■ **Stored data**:
:::

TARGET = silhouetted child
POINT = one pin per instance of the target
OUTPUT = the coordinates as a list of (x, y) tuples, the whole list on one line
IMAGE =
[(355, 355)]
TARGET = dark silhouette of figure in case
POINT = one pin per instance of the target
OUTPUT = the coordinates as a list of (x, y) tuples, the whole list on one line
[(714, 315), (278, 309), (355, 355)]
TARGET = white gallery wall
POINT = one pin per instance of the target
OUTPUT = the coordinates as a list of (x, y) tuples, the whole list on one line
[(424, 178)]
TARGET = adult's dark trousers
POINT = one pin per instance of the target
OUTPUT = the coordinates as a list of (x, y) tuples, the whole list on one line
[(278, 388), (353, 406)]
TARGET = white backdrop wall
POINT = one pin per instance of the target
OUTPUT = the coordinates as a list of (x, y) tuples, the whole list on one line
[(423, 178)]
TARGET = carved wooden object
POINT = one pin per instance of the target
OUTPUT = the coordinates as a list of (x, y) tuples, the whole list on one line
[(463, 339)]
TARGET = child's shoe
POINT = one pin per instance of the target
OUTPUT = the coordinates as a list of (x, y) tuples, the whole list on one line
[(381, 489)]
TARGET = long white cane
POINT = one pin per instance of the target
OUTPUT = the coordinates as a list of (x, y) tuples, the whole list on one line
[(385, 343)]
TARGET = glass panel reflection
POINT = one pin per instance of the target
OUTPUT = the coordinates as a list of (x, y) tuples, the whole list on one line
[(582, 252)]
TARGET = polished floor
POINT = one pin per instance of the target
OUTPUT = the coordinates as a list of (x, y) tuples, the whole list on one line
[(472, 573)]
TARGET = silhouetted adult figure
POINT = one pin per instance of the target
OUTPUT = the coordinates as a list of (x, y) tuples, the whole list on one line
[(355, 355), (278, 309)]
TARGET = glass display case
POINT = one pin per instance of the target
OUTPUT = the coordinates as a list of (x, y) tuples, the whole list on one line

:::

From the records above, copy every line that holds the word "case".

TARGET = dark silhouette of figure in case
TARGET = glass display case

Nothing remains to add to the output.